> **Tasks to complete**:
• a. In the barn text, what will the removed exterior siding and battens be used for?
• b. Write a continuation of the blog post about the old dairy barn, starting right after its final sentence.

> **Text excerpt**:
So have a good time over the labor day weekend. I promise to bring back lots of photographs.
The work on the loft areas of the barn continues in somewhat orderly fashion, but the floor of the loft has been removed, which allows all the loose material to fall into the milkroom below. The result is total chaos.
The most mysterious element of the image is a childs wheelchair which stands abandoned among the debris. When I first visited the barn the chair was in a small tool room. I've never been able to determine how or why it appeared in a old dairy barn.
Monday, August 29, 2005
The crew leader is young and fit, one of those taking up the torch from those who've had their heyday. He opens his mouth to speak and I am taken aback by his words, "Yes, we're removing the exterior barn siding and battens which will be used in the construction of a nature center in Bourbonnais, Illinois."
It was a sunny morning and at that moment I'd wished I had worn my sunglasses. It would hide the misty stuff building up in the corner of my eye. Turning quickly and looking into the gaping hole I secretly wished the young man wouldn't notice. He was probably thinking I was an aging, barn-hugging hippie freak.
It's amazing sometimes how things work out. All these months I'd dreaded the loss of the barn. I still will miss it's looming presence on the landscape, but the barn will live on in a different form - a shelter for educating people about nature. It will continue a new line of work for years to come. And when the nature center has outlived it's usefulness......who knows?
Perhaps someday I'll drive down to Bourbonnais, and visit an old friend.

> **Data section**:
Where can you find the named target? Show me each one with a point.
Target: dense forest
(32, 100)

> **Answers to the problems**:
• a. They will be used to build a nature center in Bourbonnais, Illinois.

• b.
Santa Claus has gone the way of childhood myth, oh so many years ago. But last year as I began to take up photography again as a hobby, I longed to find some like-minded people, a camera club perhaps. So I took a chance and on Christmas eve asked Santa for a camera club. And, lo and behold, in January there appeared a flyer at the local photography shop - "Camera club forming..."
But now it's August, and Santa won't accept requests for another couple of months. When the bid was awarded to take down the barn I began to meditate on it's fate...thinking good thoughts about it's useful and faithful service as an important partner in the success of the farm that occupied this land. I didn't presume to ask that it be spared.
I'm getting older myself and have come to the conclusion that a long and hard working life is it's own reward - no need for lingering past all usefulness.
As luck would have it the small crew arrives shortly after I return to my car. I climb the small hill, back up to the old barnyard and the crew chief says, "Hi." I return the greeting and explain that I've been photographing the barn for the last year or so and that I'm happy to see that they are dismantling as opposed to demolishing the structure.
Every Sunday The Farmers Wife posts an entry entitled, "Faith." Faith encompasses so much more than simply organized religion and worship. There is a faith born of age and experience that, no matter how trite it may sound, means that life unfolds as it should.
At some point a friend suggested that I form a grassroots effort to save the barn. Our village board ordered a study by a group of professionals to assess the possibility of converting the barn to our village hall and community center. Regardless of the fact that the barn was basically sound, it would still require $1 million dollars to transform it to a useable space. Our tiny community of less than 700 people does not have type of money. With only 2 businesses and only one of those producing sales tax revenue, we struggle to maintain the 8 miles of roadway that are our responsibility.
The farmer has long retired or moved on, and for the last few years, before the farmhouse was torn down, this has been rental property.
I turn back to the crew chief and he tells me what I never suspected.
Sunday, August 28, 2005
Early morning sunlight streams into the formerly dark space of the hayloft. According to the newspaper this barn is 130 years old, but I doubt that age because it seems to me that it was constructed using more modern methods. The entire barn is sturdy, save for the west wall which has started to peel away. The beams are lined in straight rows, and they're plenty of them. They're not as huge as those in some of the older barns, which are 12 x 12's. These, I determined later are 8 x 8's. I take my photos and slip out of the barn, knowing that shortly the crew will arrive to resume their work.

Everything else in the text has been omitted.